THE DATA START

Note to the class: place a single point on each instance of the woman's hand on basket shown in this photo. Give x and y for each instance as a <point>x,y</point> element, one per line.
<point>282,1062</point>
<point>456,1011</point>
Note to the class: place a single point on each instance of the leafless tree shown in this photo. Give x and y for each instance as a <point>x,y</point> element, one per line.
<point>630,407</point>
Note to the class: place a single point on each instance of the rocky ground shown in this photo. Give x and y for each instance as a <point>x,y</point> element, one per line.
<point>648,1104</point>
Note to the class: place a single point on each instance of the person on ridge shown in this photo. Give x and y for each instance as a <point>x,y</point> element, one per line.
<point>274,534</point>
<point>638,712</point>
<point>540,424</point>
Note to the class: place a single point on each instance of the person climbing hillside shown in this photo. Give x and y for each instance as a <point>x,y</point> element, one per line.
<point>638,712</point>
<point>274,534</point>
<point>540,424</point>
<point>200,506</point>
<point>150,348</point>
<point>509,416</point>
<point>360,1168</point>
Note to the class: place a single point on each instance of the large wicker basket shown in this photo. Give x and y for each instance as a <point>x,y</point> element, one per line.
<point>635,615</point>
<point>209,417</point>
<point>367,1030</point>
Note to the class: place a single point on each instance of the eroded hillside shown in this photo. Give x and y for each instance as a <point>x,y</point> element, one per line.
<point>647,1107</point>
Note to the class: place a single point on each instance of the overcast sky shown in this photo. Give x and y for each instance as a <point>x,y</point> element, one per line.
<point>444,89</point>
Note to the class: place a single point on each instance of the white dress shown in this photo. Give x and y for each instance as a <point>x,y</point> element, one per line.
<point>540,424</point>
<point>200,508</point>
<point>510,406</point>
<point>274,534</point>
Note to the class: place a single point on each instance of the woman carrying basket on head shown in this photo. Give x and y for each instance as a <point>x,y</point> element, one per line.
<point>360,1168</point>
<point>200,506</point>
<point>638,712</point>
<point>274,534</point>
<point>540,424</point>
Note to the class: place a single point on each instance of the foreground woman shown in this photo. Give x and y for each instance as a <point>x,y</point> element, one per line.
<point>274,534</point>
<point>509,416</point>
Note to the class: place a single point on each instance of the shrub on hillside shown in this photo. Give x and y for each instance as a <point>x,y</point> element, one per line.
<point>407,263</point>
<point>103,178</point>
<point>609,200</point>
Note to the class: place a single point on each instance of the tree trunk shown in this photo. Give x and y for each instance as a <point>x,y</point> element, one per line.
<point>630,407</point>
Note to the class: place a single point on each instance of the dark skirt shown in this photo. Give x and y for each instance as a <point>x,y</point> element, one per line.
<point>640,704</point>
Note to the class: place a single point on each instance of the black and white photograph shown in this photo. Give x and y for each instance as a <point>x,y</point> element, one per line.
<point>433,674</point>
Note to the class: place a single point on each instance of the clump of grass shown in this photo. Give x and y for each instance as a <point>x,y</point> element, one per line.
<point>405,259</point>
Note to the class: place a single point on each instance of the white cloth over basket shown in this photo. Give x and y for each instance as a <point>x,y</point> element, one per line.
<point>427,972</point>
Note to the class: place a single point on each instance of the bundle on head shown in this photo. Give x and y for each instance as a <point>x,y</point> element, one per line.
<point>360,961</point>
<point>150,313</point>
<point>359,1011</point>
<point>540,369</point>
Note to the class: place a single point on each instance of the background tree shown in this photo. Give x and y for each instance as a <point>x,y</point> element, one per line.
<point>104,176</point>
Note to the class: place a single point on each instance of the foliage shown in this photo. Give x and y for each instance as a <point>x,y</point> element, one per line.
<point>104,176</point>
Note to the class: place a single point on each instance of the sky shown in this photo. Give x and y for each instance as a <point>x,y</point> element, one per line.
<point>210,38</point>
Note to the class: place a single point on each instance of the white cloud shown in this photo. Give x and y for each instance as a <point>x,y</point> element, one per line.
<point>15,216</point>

THE DATA END

■ **ASSIGNMENT**:
The whole block of entries above should be repeated exactly.

■ **ANSWER TO THIS EXERCISE**:
Note to the class: place a single point on each instance of the woman's hand on basket shown in this photo. Give x and y for each instance as a <point>x,y</point> element, one per line.
<point>282,1062</point>
<point>456,1011</point>
Note to the class: place a single point on each instance of the leafless tree shown in this photo. Give x and y for each instance as a <point>x,y</point> element, one per line.
<point>630,407</point>
Note to the class: place a single point on each instance of the rocky ground shown in this photo. Give x and y for each instance as a <point>x,y</point> element, one per line.
<point>648,1104</point>
Note to the class: place a single point on each instance of the person on ridge shown in this photo. Give x and y for each instance as a <point>x,y</point> element, one per line.
<point>274,534</point>
<point>638,712</point>
<point>540,424</point>
Note to the class: place a single point on each instance of the person climbing hillside shown in this photo. Give x and y for each instance as a <point>x,y</point> element, one per line.
<point>638,712</point>
<point>274,534</point>
<point>540,424</point>
<point>200,506</point>
<point>150,348</point>
<point>509,416</point>
<point>360,1168</point>
Note to the class: place a single point on each instance of the large wicker basket shown in this photo. Give x and y for each instance as a <point>x,y</point> element, one per line.
<point>635,615</point>
<point>209,417</point>
<point>367,1030</point>
Note to the class: place a single point on each instance of the eroded hillside shown in this photo. Give x and y for each instance as a <point>x,y</point> element, one per line.
<point>647,1107</point>
Note to the class: place a single point on each instance of the overcast sky shown in this photo. Give x and y for each instance as a <point>x,y</point> element, one per line.
<point>444,89</point>
Note to the class: place a single point on each instance of the white dress shown in this photo. Give x and y for each instance as a <point>x,y</point> element, one per line.
<point>540,424</point>
<point>200,508</point>
<point>510,406</point>
<point>274,534</point>
Note to the class: place a single point on each instance of the woman carrying basket on head shown in this photo. Give x and y for each instance as a <point>x,y</point> element, one per line.
<point>360,1168</point>
<point>200,506</point>
<point>638,712</point>
<point>274,534</point>
<point>540,424</point>
Note to the class: place a single point on each instance of the foreground woman shown in this photo. Give x and y for each instance as a <point>x,y</point> element, one per line.
<point>274,534</point>
<point>509,416</point>
Note to the class: place a single point on each instance of the shrub on hillside shown in this photo. Give x and y for each instance as a <point>x,y</point> element, one per line.
<point>407,263</point>
<point>103,178</point>
<point>609,200</point>
Note to the class: place a single point on each instance of the tree trunk shown in this photo. Give x and y for each instance as a <point>x,y</point> element, one per line.
<point>630,407</point>
Note to the class: place a single point on each instance of the dark skirt shown in this photo. Give x and y for each instance as a <point>x,y</point> element, one per line.
<point>640,704</point>
Note to the class: place a single point on each instance of the black and white photograph shown in this photo. Give x and y for each instance as a <point>x,y</point> element, one per line.
<point>433,674</point>
Note to the class: place a single point on each instance of the clump of grass shown in this photo. Give x and y for each instance as a <point>x,y</point> element, one per line.
<point>405,259</point>
Note to the class: place a single point on each instance of the white cloth over basket shown in this photo. Give x and y for each instance as a <point>x,y</point> element, one per line.
<point>427,972</point>
Note to the class: place a single point on each instance of the bundle on head shown in this photo. Give x and y for each instance as a <point>x,y</point> element, one per line.
<point>360,961</point>
<point>150,313</point>
<point>359,1011</point>
<point>540,369</point>
Note to the class: place a single point on each instance of the background tree shown in this photo. Give x and y for each instance as a <point>x,y</point> element, one per line.
<point>104,176</point>
Note to the class: place a single point on each instance of the foliage shown in this photo. Give x and y for each instance as a <point>x,y</point> element, one per line.
<point>104,176</point>
Note to the class: place a single point on each instance of the sky shown in this photo. Give x and y for each instance as a <point>x,y</point> element, one per line.
<point>210,38</point>
Note to the class: place a single point on each instance of the white cloud shown in this photo. Give x and y for each instance as a <point>x,y</point> element, one per line.
<point>15,216</point>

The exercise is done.